■ TASK TO COMPLETE ■
With the pictures left out, copy the listing below exactly.

═══

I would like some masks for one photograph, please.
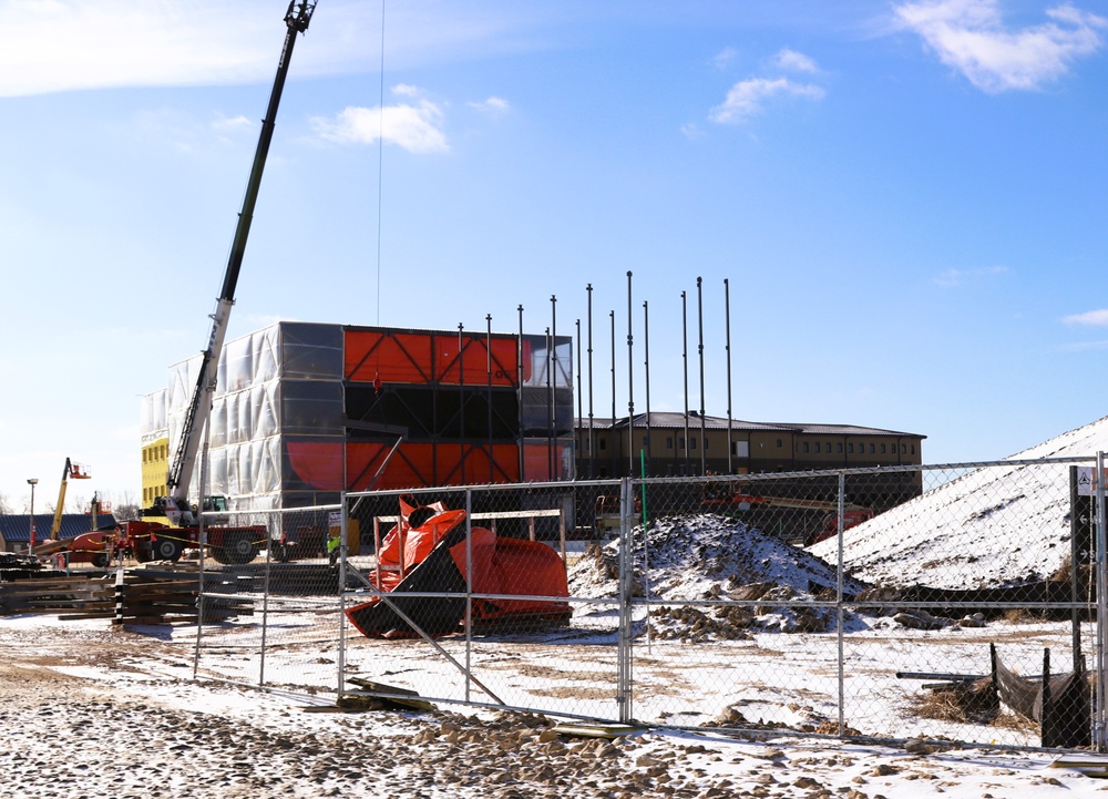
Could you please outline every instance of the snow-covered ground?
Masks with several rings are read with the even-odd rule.
[[[1014,458],[1098,449],[1108,449],[1108,420]],[[1065,464],[968,471],[848,531],[843,587],[1047,577],[1069,554],[1068,501]],[[434,646],[348,627],[340,655],[337,607],[297,597],[271,597],[264,627],[243,616],[205,626],[199,642],[187,625],[0,618],[0,798],[1037,799],[1108,790],[1108,780],[1054,768],[1054,755],[1034,750],[1034,725],[1010,711],[986,720],[935,713],[926,686],[897,676],[987,673],[989,644],[1009,667],[1036,674],[1045,647],[1065,662],[1068,624],[966,617],[917,628],[844,612],[840,636],[830,602],[837,541],[804,552],[733,520],[688,515],[652,522],[632,551],[634,693],[624,699],[648,729],[608,741],[551,728],[620,717],[613,543],[570,570],[568,627],[445,636]],[[739,604],[712,604],[728,600]],[[1090,628],[1081,633],[1091,652]],[[317,713],[334,703],[342,658],[343,678],[416,690],[435,709]],[[268,690],[245,687],[259,683]],[[840,724],[858,739],[905,742],[844,744]]]
[[[1048,578],[1069,557],[1069,464],[1108,451],[1108,417],[957,479],[848,530],[843,564],[884,586],[979,588]],[[839,542],[811,551],[838,562]]]
[[[608,741],[449,706],[315,713],[334,697],[192,682],[184,629],[0,618],[0,797],[1040,799],[1108,789],[1036,751],[711,728]]]

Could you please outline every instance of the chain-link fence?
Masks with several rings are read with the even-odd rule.
[[[342,614],[328,557],[342,506],[205,513],[194,672],[299,693],[339,687]],[[351,557],[350,567],[365,567]],[[219,612],[230,605],[234,615]]]
[[[375,492],[235,519],[265,541],[217,564],[204,601],[234,576],[254,615],[205,628],[197,672],[619,723],[1104,748],[1092,464]]]

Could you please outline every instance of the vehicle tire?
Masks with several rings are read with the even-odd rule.
[[[258,545],[249,530],[228,530],[223,534],[223,551],[213,553],[219,563],[240,565],[258,556]]]
[[[157,535],[150,542],[150,549],[155,561],[173,561],[176,563],[181,560],[181,551],[184,549],[184,544],[179,539]]]

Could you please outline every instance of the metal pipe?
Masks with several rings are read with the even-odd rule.
[[[650,461],[650,307],[643,300],[643,367],[646,372],[646,469],[643,477],[649,474],[653,463]]]
[[[731,289],[727,278],[724,278],[724,326],[726,329],[726,340],[724,351],[727,352],[727,473],[735,474],[735,464],[731,460],[731,450],[735,444],[731,442],[732,417],[731,417]],[[748,455],[749,458],[749,455]]]
[[[619,454],[616,452],[616,313],[614,310],[608,311],[608,318],[612,320],[612,475],[615,477],[618,471]]]
[[[596,438],[593,436],[593,284],[585,286],[588,294],[588,478],[596,477]]]
[[[697,326],[699,328],[699,350],[700,350],[700,473],[704,474],[706,471],[707,463],[707,441],[704,438],[705,421],[704,421],[704,294],[701,286],[704,284],[704,278],[697,277],[696,279],[696,313],[697,313]]]
[[[685,368],[685,474],[689,473],[689,321],[688,301],[681,291],[681,362]]]
[[[630,269],[627,270],[627,474],[635,474],[635,336],[632,322]]]

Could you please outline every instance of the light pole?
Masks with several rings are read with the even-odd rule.
[[[34,486],[39,484],[38,478],[28,478],[27,482],[31,486],[31,542],[28,544],[27,554],[34,553]]]

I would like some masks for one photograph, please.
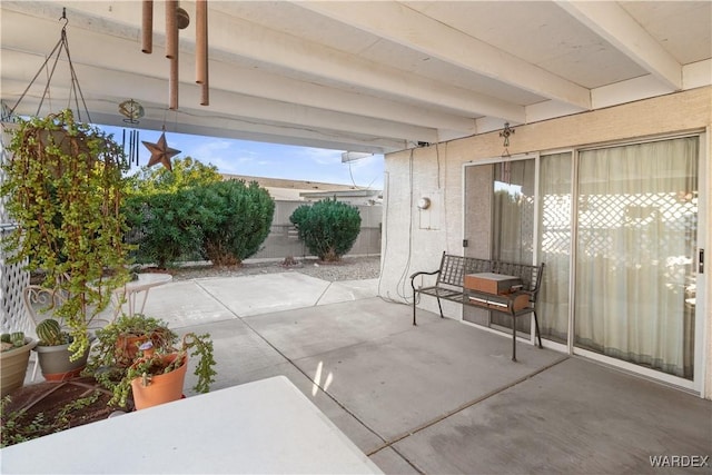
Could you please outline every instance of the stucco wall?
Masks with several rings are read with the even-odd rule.
[[[700,189],[706,194],[706,222],[712,225],[712,87],[693,89],[560,119],[518,126],[510,138],[511,155],[554,151],[572,147],[631,140],[673,132],[706,130]],[[706,149],[704,149],[706,147]],[[498,131],[465,139],[404,150],[385,157],[383,273],[380,295],[412,301],[408,276],[417,270],[435,270],[443,250],[462,255],[463,165],[503,154]],[[427,210],[416,207],[428,197]],[[427,224],[429,226],[423,226]],[[712,231],[701,247],[712,256]],[[705,395],[712,398],[712,267],[708,257],[705,295]],[[700,297],[700,294],[699,294]],[[447,303],[449,304],[449,303]],[[422,307],[436,311],[434,299]],[[462,315],[457,305],[444,307],[449,317]]]

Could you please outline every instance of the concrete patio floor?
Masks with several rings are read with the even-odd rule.
[[[526,343],[514,363],[507,335],[427,311],[414,327],[377,286],[175,281],[145,314],[211,334],[214,390],[284,375],[388,474],[657,473],[651,457],[712,455],[712,402]]]

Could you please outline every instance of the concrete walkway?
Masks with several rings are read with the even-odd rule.
[[[712,473],[712,402],[525,343],[513,363],[507,335],[427,311],[414,327],[377,286],[176,281],[145,314],[211,334],[214,389],[288,377],[385,473],[660,473],[657,456]]]

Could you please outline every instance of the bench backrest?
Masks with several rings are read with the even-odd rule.
[[[437,284],[445,284],[455,287],[462,287],[465,275],[477,273],[504,274],[507,276],[516,276],[522,279],[523,290],[532,294],[532,298],[536,298],[540,285],[542,283],[542,274],[544,271],[544,263],[538,266],[527,264],[505,263],[503,260],[478,259],[475,257],[453,256],[443,253],[441,260],[441,271],[437,276]]]

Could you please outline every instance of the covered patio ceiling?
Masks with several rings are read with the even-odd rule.
[[[384,154],[712,83],[710,1],[209,0],[210,105],[180,31],[168,110],[164,2],[141,52],[140,1],[8,1],[1,99],[12,108],[60,38],[62,8],[95,123]],[[191,17],[195,2],[181,1]],[[36,115],[42,71],[16,112]],[[67,107],[59,62],[40,115]]]

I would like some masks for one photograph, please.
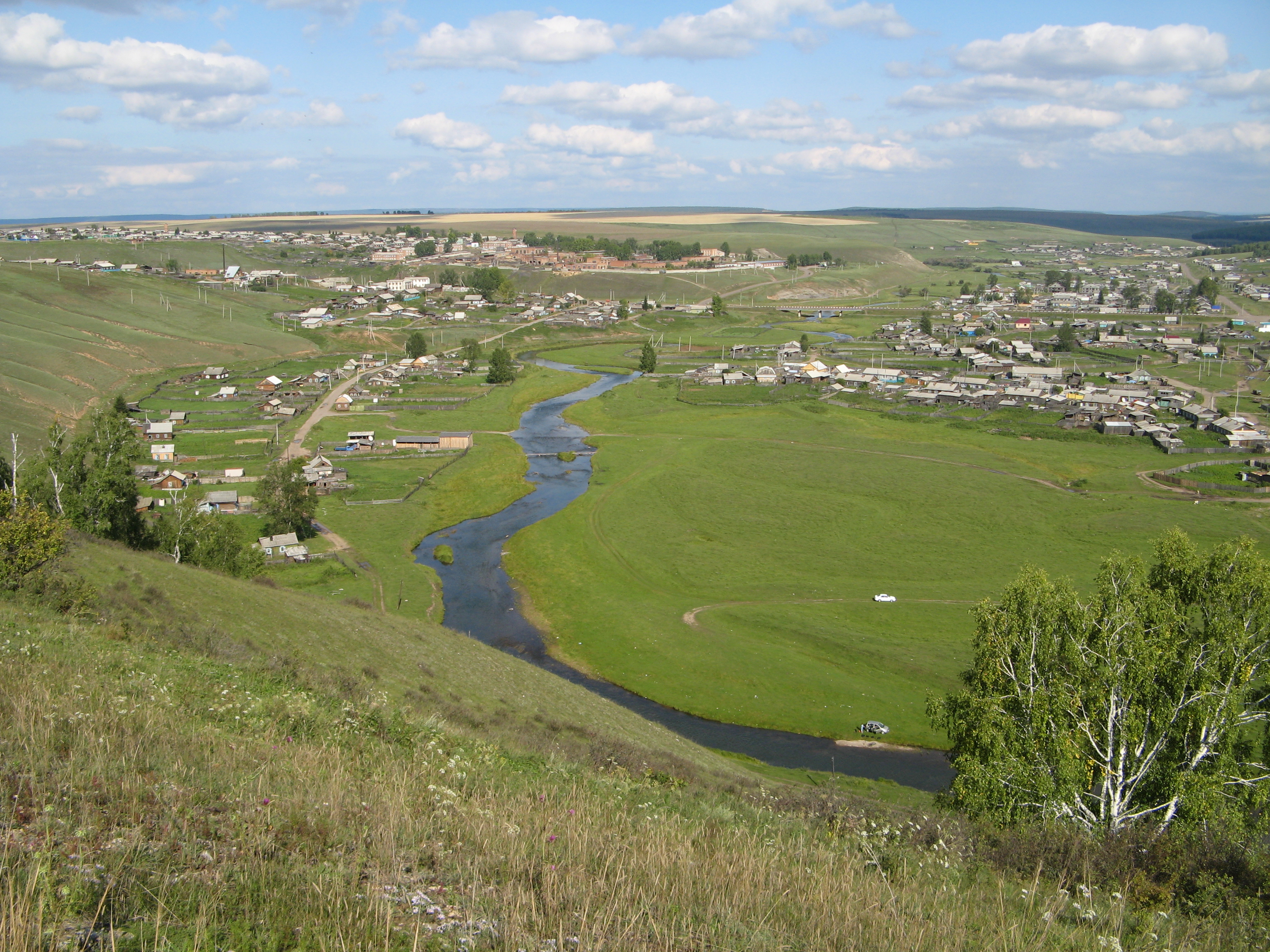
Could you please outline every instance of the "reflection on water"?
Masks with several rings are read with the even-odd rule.
[[[555,360],[540,358],[535,362],[579,372]],[[946,787],[952,770],[940,751],[841,748],[824,737],[709,721],[649,701],[616,684],[588,678],[546,652],[541,632],[517,608],[516,594],[503,571],[503,542],[526,526],[560,512],[587,491],[591,480],[591,447],[583,443],[587,432],[568,423],[563,413],[573,404],[599,396],[639,374],[594,376],[597,380],[591,386],[535,404],[521,416],[521,426],[512,438],[528,456],[526,479],[536,486],[533,493],[493,515],[434,532],[415,550],[415,561],[432,566],[444,585],[446,626],[519,655],[709,748],[748,754],[775,767],[805,770],[832,768],[838,773],[885,778],[921,790]],[[556,453],[569,451],[579,456],[568,463],[556,458]],[[432,557],[432,550],[441,542],[453,550],[453,565],[442,565]]]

═══

■ COMPLETED EXERCISE ■
I would like some masks for one photograph, please.
Could you please outline every instance of the snow-covered ground?
Masks with several rings are read with the even-odd rule.
[[[1014,458],[1098,449],[1108,449],[1108,420]],[[1065,464],[968,471],[848,531],[843,587],[1047,577],[1069,554],[1068,501]],[[434,646],[348,627],[340,655],[337,607],[297,597],[271,597],[264,627],[243,616],[205,626],[199,642],[187,625],[0,618],[0,798],[1037,799],[1108,790],[1108,780],[1054,768],[1054,755],[1034,750],[1034,725],[1010,711],[986,720],[935,713],[926,686],[897,676],[987,673],[989,644],[1009,667],[1036,674],[1045,647],[1065,662],[1068,624],[966,617],[917,628],[844,612],[840,636],[830,602],[837,541],[804,552],[733,520],[688,515],[652,522],[632,551],[634,693],[624,699],[648,729],[608,741],[551,728],[620,717],[613,543],[570,570],[568,627],[445,636]],[[739,604],[712,604],[728,600]],[[1090,628],[1081,633],[1091,652]],[[317,713],[334,703],[342,658],[343,678],[416,690],[435,709]],[[268,690],[245,687],[259,683]],[[840,724],[858,739],[905,742],[844,744]]]
[[[1048,578],[1069,557],[1069,464],[1108,451],[1108,417],[957,479],[848,530],[843,564],[884,586],[979,588]],[[839,542],[811,551],[838,562]]]
[[[608,741],[449,706],[315,713],[334,697],[192,682],[184,629],[0,618],[0,797],[1040,799],[1108,789],[1036,751],[711,728]]]

Could you please outline every instance of the chain-link fence?
Masks with several rings are read with the even-odd rule.
[[[342,614],[328,557],[342,506],[205,513],[194,672],[299,693],[339,687]],[[351,557],[350,567],[365,567]],[[219,612],[230,605],[234,615]]]
[[[375,492],[235,519],[265,541],[217,564],[204,601],[234,576],[254,615],[205,628],[197,672],[619,723],[1104,748],[1092,464]]]

Could you please outline every instance of the vehicle tire?
Masks with several rings are read with the even-odd rule.
[[[258,545],[249,530],[228,530],[223,534],[223,551],[213,553],[219,563],[240,565],[258,556]]]
[[[157,535],[150,542],[150,549],[155,561],[173,561],[176,563],[181,560],[181,551],[184,549],[184,544],[179,539]]]

Could you please outline every instance of the metal pipe?
Masks with several rings are read with the even-odd rule.
[[[650,461],[650,307],[643,300],[643,367],[646,372],[646,469],[643,477],[649,474],[653,463]]]
[[[731,289],[727,278],[724,278],[724,326],[726,329],[726,340],[724,351],[727,352],[727,473],[735,474],[735,464],[731,460],[731,450],[735,444],[731,442],[732,417],[731,417]],[[748,455],[749,458],[749,455]]]
[[[619,454],[616,452],[616,313],[614,310],[608,311],[608,318],[612,320],[612,475],[615,477],[618,471]]]
[[[596,438],[593,436],[593,284],[585,286],[588,294],[588,478],[596,477]]]
[[[697,326],[699,328],[699,350],[700,350],[700,473],[704,474],[706,471],[707,463],[707,441],[704,438],[705,421],[704,421],[704,294],[701,286],[704,284],[704,278],[697,277],[696,279],[696,313],[697,313]]]
[[[685,368],[685,474],[689,473],[689,321],[688,301],[681,291],[681,362]]]
[[[630,269],[627,270],[627,474],[635,474],[635,336],[632,322]]]

Could you please outline every instance of the light pole?
Masks with several rings are read with the even-odd rule.
[[[34,486],[39,484],[38,478],[28,478],[27,482],[31,486],[31,542],[28,544],[27,554],[34,553]]]

I would like some masks for one photograph, please.
Could you please outline every instance of the stucco wall?
Masks with several rings are read with the even-odd rule.
[[[700,189],[706,194],[706,222],[712,225],[712,87],[693,89],[560,119],[518,126],[510,138],[511,155],[554,151],[572,147],[631,140],[673,132],[706,130]],[[706,149],[704,149],[706,147]],[[498,131],[465,139],[404,150],[385,157],[383,273],[380,295],[412,301],[408,276],[417,270],[435,270],[443,250],[462,255],[463,165],[503,154]],[[427,210],[416,207],[428,197]],[[427,224],[429,226],[423,226]],[[712,231],[701,247],[712,256]],[[705,395],[712,398],[712,267],[708,257],[705,295]],[[700,297],[700,294],[699,294]],[[447,303],[449,304],[449,303]],[[422,307],[436,311],[434,299]],[[462,315],[457,305],[444,307],[449,317]]]

Could you please outline every instance of the concrete patio floor?
Masks with several rings are read with the even-odd rule.
[[[526,343],[514,363],[507,335],[427,311],[414,327],[377,286],[175,281],[145,314],[211,334],[214,390],[284,375],[388,474],[657,473],[651,457],[712,455],[712,402]]]

Could you please outline every instance of the concrete walkway?
Masks with several rings are read with the even-odd rule.
[[[712,473],[712,402],[525,343],[513,363],[507,335],[427,311],[414,327],[377,286],[176,281],[145,314],[211,334],[214,389],[288,377],[385,473],[660,473],[657,456]]]

Could you please outline every instance of the bench backrest?
Masks with several rings are read with the even-odd rule.
[[[437,284],[445,284],[455,287],[462,287],[465,275],[477,273],[504,274],[507,276],[516,276],[522,279],[523,290],[532,294],[532,298],[536,298],[540,285],[542,283],[542,274],[544,271],[544,263],[538,266],[527,264],[505,263],[503,260],[478,259],[475,257],[453,256],[443,253],[441,260],[441,271],[437,276]]]

Could you please outline every instance of the covered patio ceiling?
Masks with several rings are read with the even-odd rule.
[[[384,154],[712,83],[710,1],[209,0],[210,105],[180,31],[168,110],[164,2],[141,52],[140,1],[8,1],[1,99],[12,108],[60,38],[62,8],[95,123]],[[191,17],[195,2],[181,1]],[[36,115],[42,71],[16,112]],[[67,107],[59,62],[40,115]]]

I would like some masks for one photograph, please.
Could you please outline every instance of the "reflection on water"?
Masks with several rings are read with the even-odd rule.
[[[555,360],[540,358],[535,362],[579,372]],[[946,787],[952,770],[940,751],[841,748],[824,737],[709,721],[649,701],[616,684],[588,678],[546,652],[541,632],[517,608],[516,594],[503,571],[503,542],[526,526],[560,512],[587,491],[591,480],[591,447],[583,443],[587,432],[568,423],[563,413],[573,404],[599,396],[639,374],[594,376],[597,380],[591,386],[535,404],[521,416],[521,426],[512,438],[528,456],[526,479],[536,486],[533,493],[493,515],[434,532],[415,550],[415,561],[432,566],[444,585],[446,626],[519,655],[709,748],[748,754],[775,767],[805,770],[832,768],[838,773],[885,778],[921,790]],[[556,453],[569,451],[579,456],[568,463],[556,458]],[[432,557],[432,550],[441,542],[453,550],[453,565],[442,565]]]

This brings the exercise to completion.